== Segment start ==

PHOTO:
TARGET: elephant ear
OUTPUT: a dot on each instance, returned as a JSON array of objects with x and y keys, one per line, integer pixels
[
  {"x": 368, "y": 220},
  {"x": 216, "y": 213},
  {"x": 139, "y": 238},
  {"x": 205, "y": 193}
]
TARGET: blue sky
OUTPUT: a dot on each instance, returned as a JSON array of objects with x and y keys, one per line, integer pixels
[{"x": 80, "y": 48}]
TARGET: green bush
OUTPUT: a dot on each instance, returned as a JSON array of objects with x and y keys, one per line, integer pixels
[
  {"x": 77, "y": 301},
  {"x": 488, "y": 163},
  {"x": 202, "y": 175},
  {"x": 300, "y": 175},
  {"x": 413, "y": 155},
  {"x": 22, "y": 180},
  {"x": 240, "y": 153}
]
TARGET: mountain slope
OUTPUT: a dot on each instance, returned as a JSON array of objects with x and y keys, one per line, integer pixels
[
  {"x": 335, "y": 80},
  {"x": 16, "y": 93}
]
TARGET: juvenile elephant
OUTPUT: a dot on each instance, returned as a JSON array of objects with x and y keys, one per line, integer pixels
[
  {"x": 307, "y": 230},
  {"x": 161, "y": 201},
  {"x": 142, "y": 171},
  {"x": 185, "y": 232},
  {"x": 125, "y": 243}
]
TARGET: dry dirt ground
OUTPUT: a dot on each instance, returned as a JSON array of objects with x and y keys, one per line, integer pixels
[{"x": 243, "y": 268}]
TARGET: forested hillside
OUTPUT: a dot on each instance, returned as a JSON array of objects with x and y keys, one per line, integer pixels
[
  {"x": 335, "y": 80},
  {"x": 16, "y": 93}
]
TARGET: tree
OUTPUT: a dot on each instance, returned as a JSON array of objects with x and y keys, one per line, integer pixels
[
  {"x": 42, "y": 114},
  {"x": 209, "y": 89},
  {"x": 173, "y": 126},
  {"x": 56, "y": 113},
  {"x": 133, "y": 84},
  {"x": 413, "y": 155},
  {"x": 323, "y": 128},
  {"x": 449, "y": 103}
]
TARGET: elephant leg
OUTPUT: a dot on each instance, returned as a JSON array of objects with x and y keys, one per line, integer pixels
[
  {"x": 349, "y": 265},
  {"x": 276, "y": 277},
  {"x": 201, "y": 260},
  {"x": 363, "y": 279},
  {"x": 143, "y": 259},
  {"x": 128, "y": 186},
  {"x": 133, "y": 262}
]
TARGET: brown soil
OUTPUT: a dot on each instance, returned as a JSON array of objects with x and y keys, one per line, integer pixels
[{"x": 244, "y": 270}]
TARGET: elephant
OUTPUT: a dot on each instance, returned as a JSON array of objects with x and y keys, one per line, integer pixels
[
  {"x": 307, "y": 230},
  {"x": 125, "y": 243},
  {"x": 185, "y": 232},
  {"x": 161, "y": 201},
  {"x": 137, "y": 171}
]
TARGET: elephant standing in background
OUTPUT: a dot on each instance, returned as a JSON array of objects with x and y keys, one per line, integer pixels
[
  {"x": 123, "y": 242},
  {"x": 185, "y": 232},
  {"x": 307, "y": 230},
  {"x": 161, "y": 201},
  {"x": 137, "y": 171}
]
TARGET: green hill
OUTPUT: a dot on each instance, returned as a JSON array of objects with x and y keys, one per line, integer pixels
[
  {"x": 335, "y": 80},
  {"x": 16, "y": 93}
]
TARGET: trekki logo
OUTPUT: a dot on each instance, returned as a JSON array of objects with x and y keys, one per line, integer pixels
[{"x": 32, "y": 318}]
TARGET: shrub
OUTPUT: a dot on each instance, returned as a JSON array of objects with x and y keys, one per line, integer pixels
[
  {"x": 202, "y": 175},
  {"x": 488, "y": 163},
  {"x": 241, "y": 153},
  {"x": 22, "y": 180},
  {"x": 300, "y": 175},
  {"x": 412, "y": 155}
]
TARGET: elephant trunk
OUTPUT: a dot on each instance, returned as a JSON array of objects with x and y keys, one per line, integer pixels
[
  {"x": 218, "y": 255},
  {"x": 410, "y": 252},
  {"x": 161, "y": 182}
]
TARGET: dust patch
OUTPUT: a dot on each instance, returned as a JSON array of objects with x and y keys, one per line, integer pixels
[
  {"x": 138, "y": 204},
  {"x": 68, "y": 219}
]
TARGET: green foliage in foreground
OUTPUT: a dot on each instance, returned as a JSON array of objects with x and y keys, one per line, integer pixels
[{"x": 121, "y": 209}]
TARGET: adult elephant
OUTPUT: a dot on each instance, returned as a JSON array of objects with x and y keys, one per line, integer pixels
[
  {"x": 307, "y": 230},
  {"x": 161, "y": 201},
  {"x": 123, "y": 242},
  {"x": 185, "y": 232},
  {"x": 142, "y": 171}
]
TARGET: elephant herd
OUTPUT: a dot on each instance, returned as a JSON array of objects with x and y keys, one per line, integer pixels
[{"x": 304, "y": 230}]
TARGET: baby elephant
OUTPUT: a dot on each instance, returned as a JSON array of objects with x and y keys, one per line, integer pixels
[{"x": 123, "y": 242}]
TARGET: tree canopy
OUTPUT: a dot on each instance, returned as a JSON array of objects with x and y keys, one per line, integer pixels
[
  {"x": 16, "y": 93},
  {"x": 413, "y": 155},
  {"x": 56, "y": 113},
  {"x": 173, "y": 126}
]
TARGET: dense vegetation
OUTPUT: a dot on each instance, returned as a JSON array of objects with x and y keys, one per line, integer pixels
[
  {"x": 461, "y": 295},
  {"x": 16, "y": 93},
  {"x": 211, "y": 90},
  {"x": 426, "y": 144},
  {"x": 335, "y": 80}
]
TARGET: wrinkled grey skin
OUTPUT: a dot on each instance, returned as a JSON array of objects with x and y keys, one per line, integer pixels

== Segment end ==

- TASK DESCRIPTION: If a line in the entries above contains "elephant", report it.

- RESULT OF THIS TASK:
TARGET: elephant ear
TARGET: juvenile elephant
TARGET: elephant leg
TARGET: elephant
TARGET: elephant standing in background
TARGET: elephant trunk
TARGET: adult elephant
TARGET: elephant herd
TARGET: baby elephant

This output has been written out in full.